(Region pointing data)
----
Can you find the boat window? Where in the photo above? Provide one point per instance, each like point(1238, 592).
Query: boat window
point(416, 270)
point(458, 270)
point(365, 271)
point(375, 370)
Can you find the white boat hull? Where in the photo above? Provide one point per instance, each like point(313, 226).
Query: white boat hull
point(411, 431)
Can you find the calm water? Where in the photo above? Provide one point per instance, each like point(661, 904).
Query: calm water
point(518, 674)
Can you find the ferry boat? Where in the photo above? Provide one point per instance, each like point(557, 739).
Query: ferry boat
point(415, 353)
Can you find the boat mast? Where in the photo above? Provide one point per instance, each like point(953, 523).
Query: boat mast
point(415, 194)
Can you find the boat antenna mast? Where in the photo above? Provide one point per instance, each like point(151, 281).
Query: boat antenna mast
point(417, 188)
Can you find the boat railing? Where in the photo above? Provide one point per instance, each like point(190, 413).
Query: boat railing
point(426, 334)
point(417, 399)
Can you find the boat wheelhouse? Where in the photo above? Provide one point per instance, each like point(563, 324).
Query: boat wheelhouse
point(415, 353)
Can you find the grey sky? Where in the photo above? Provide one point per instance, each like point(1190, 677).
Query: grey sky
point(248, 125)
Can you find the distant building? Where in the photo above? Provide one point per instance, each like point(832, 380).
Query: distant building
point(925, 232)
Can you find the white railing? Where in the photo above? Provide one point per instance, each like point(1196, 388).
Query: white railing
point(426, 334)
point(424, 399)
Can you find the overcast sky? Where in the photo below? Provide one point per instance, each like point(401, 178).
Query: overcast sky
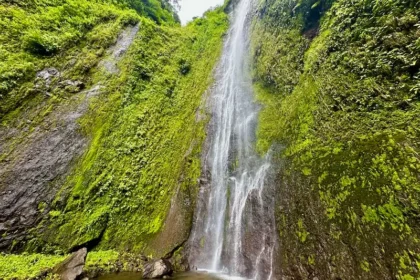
point(195, 8)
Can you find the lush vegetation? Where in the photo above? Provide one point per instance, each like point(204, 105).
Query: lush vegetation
point(36, 34)
point(340, 83)
point(26, 265)
point(145, 129)
point(146, 138)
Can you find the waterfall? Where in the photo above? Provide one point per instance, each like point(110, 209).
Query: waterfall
point(234, 229)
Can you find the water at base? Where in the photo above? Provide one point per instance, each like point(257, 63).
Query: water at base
point(234, 230)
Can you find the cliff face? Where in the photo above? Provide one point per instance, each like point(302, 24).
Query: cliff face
point(101, 127)
point(340, 84)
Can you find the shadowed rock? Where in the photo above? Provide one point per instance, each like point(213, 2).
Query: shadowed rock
point(157, 269)
point(72, 267)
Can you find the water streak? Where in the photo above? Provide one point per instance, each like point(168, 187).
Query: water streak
point(234, 228)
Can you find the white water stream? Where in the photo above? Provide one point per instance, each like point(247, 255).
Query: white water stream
point(234, 228)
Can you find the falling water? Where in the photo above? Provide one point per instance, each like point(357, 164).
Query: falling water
point(234, 227)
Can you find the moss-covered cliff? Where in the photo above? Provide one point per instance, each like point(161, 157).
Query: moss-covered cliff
point(101, 123)
point(340, 83)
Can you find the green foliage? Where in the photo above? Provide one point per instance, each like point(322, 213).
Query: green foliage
point(344, 108)
point(26, 265)
point(146, 132)
point(36, 34)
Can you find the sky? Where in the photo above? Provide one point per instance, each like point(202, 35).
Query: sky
point(195, 8)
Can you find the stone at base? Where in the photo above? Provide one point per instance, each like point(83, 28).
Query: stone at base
point(157, 269)
point(72, 267)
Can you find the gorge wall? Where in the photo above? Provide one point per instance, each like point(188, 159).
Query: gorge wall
point(339, 81)
point(101, 126)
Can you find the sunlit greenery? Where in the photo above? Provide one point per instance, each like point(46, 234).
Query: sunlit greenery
point(339, 81)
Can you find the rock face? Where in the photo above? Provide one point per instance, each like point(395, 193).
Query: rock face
point(72, 267)
point(157, 269)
----
#### Activity:
Output the lines from the one with "Can you find the sunlit" to the final line of the entries above, exactly as they stand, please, and nothing else.

#### Response to the exercise:
Can you find the sunlit greenery? Where in the photo above? Provide one point per instance, each like point(46, 234).
Query: sunlit greenery
point(339, 81)
Can you find the rock face? Where in the photo above? Provide one point per instance, each like point(395, 193).
Query: rock face
point(72, 267)
point(157, 269)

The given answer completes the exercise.